Consigne de l'exercice
Citez à l'identique le début des entrées : partez de la première ligne et arrêtez-vous après celle qui contient « [[1030, 546], [461, 546]] ».

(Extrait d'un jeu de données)
○ ○ ○ ○ ○ ○ ○

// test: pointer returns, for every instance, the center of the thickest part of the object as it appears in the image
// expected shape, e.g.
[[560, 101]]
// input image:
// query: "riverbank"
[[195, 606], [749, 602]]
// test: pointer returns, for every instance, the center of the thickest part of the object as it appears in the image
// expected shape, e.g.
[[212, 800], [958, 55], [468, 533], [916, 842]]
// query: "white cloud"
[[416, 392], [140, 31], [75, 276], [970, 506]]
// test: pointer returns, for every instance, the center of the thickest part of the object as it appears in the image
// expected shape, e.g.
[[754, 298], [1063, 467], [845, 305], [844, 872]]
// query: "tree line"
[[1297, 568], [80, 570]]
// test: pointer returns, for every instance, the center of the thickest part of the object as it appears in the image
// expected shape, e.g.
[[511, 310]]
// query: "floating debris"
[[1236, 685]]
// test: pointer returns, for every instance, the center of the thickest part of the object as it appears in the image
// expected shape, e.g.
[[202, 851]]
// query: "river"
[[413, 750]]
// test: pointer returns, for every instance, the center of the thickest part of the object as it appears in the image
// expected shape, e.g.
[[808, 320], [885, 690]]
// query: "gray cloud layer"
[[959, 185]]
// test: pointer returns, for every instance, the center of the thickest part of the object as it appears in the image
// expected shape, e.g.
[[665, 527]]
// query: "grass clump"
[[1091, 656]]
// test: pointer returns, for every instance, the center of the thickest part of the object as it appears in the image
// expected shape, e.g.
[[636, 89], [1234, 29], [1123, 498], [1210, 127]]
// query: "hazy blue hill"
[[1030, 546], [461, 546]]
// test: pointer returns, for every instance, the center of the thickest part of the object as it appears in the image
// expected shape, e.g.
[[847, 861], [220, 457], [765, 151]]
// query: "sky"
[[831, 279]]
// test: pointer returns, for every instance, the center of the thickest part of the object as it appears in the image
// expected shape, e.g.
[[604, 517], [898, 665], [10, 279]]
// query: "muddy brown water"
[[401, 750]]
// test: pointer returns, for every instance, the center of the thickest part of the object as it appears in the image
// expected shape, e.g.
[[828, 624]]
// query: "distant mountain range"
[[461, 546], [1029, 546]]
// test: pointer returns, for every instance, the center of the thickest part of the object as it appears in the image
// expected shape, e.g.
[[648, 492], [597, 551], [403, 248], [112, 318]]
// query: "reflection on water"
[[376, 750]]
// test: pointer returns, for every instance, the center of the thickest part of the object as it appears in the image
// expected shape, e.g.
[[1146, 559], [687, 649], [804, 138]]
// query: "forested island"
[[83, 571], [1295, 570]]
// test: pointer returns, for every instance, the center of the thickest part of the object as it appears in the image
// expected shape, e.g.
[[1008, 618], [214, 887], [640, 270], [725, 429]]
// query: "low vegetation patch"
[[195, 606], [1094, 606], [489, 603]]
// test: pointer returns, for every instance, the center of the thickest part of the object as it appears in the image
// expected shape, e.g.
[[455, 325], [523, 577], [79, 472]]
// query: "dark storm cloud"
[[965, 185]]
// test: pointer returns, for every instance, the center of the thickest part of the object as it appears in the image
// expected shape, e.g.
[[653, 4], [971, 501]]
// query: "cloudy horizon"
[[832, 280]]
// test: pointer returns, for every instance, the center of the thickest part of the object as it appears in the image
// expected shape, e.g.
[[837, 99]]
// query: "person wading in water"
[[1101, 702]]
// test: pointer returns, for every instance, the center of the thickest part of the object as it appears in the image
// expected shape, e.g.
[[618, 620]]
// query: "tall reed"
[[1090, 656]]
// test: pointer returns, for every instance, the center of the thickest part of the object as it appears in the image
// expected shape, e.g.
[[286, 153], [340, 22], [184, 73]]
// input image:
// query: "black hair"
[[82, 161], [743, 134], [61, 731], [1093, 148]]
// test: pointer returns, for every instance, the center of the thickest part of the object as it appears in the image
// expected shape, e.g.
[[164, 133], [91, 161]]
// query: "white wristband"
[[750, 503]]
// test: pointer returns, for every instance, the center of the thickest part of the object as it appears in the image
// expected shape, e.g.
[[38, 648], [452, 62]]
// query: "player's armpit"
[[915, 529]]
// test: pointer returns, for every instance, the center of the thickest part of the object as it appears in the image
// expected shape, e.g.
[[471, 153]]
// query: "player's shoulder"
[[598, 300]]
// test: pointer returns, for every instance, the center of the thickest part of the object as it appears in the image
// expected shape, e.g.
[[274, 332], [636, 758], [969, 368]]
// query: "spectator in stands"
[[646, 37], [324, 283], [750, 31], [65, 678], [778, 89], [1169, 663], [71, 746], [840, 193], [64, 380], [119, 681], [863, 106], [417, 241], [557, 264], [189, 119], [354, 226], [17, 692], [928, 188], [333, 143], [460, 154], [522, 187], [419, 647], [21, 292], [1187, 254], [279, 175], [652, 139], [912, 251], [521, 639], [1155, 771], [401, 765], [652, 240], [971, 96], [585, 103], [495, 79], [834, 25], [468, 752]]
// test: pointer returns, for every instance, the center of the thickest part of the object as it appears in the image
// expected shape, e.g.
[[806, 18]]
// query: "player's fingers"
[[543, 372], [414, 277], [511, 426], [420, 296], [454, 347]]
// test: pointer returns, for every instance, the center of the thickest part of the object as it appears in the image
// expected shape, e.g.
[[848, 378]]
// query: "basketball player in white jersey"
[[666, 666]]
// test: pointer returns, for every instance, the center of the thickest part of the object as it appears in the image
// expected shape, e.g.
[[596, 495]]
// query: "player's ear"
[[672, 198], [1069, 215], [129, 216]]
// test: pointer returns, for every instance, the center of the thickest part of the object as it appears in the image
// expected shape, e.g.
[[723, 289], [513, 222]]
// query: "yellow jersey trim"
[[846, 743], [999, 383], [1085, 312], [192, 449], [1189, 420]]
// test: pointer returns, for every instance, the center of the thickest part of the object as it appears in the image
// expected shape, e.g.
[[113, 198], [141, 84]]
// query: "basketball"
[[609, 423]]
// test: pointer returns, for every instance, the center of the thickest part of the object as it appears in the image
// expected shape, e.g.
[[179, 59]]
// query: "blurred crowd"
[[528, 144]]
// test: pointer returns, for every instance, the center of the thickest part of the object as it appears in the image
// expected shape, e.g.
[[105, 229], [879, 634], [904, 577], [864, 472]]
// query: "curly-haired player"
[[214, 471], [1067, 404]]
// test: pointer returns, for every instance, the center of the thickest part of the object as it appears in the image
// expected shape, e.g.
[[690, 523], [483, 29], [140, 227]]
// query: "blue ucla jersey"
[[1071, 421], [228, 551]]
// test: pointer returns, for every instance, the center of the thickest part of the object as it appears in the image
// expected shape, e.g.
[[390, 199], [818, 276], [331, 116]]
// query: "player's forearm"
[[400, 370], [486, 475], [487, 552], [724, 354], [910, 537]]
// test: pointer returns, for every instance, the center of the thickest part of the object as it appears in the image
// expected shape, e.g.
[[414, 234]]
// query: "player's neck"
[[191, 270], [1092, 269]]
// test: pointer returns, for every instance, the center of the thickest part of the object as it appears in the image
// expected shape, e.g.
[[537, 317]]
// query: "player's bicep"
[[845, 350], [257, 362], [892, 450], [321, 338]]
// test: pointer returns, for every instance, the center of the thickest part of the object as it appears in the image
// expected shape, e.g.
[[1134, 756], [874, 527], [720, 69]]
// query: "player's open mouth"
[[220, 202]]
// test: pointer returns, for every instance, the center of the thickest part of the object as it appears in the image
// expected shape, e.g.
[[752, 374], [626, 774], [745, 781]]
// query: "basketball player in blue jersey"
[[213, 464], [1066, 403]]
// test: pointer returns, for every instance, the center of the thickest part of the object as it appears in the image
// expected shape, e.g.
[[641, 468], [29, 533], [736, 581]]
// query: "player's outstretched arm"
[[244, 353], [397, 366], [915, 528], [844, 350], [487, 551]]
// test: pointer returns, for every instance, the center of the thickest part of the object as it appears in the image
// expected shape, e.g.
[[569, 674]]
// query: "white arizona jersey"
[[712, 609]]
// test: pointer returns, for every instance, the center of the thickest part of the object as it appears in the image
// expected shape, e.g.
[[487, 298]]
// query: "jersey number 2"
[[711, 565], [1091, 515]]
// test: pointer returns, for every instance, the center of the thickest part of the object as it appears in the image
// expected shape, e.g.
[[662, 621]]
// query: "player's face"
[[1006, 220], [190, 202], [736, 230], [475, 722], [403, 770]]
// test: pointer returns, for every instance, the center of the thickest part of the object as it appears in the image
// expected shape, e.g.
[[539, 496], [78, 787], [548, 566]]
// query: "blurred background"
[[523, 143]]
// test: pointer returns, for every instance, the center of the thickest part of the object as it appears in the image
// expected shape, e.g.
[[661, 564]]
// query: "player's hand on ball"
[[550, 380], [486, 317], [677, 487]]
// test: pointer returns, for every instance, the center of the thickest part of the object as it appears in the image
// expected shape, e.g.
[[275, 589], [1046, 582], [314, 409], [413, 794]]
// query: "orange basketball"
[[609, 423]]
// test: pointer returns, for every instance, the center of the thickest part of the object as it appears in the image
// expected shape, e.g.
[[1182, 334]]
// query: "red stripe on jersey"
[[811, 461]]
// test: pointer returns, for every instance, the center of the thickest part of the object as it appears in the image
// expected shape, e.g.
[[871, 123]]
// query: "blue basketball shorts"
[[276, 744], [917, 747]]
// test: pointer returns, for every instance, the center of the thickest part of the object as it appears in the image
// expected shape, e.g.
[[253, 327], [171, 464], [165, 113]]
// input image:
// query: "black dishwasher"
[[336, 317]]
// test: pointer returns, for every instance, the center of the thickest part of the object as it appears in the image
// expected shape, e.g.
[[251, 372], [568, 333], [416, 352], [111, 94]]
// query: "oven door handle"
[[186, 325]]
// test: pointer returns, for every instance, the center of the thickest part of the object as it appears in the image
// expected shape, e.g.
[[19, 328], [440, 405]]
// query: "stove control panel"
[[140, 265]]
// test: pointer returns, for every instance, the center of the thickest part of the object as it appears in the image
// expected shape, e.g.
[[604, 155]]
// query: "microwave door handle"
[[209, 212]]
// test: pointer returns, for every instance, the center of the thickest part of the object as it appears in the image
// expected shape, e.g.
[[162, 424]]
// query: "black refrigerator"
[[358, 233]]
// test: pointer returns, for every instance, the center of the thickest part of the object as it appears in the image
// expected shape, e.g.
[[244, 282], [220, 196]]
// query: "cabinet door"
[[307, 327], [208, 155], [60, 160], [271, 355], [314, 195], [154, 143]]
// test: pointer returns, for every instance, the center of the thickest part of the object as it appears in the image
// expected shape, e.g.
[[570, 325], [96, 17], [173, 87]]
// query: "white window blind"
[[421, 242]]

○ ○ ○ ○ ○ ○ ○

Corrigé détaillé
// test: pointer returns, for every instance, the center of the thickest part of the object as it appears in the image
// expected shape, e.g.
[[560, 101]]
// input image:
// query: "riverbank"
[[195, 606], [749, 602]]
// test: pointer returns, for every instance, the center of the thickest part of the object as it appears in the image
// expected shape, e.g.
[[212, 800], [958, 55], [468, 533], [916, 842]]
// query: "white cloud"
[[416, 392], [140, 31], [75, 276], [970, 506]]
// test: pointer returns, for every instance, the center of the thickest part of the object as it appears in the image
// expected shape, e.g.
[[754, 298], [1063, 467], [845, 305], [844, 872]]
// query: "tree line"
[[1297, 568], [80, 570]]
// test: pointer returns, for every instance, the center of the thickest part of the object as it appears in the image
// expected shape, e.g.
[[511, 310]]
// query: "floating debris"
[[1236, 685]]
// test: pointer returns, for every instance, the center of the thickest part of the object as it appears in the image
// expected shape, e.g.
[[202, 851]]
// query: "river"
[[413, 750]]
// test: pointer returns, for every instance, the center of the thickest part of the object as it appears in the image
// expected shape, e.g.
[[808, 320], [885, 690]]
// query: "gray cloud layer"
[[959, 185]]
// test: pointer returns, for every instance, the center of the thickest part of the object as it appears in the image
// expected shape, e.g.
[[665, 527]]
// query: "grass clump"
[[1091, 656]]
// test: pointer returns, for every instance, the center of the thickest part of the object as it appears in the image
// expected shape, e.g.
[[636, 89], [1234, 29], [1123, 498], [1210, 127]]
// query: "hazy blue hill"
[[1030, 546], [461, 546]]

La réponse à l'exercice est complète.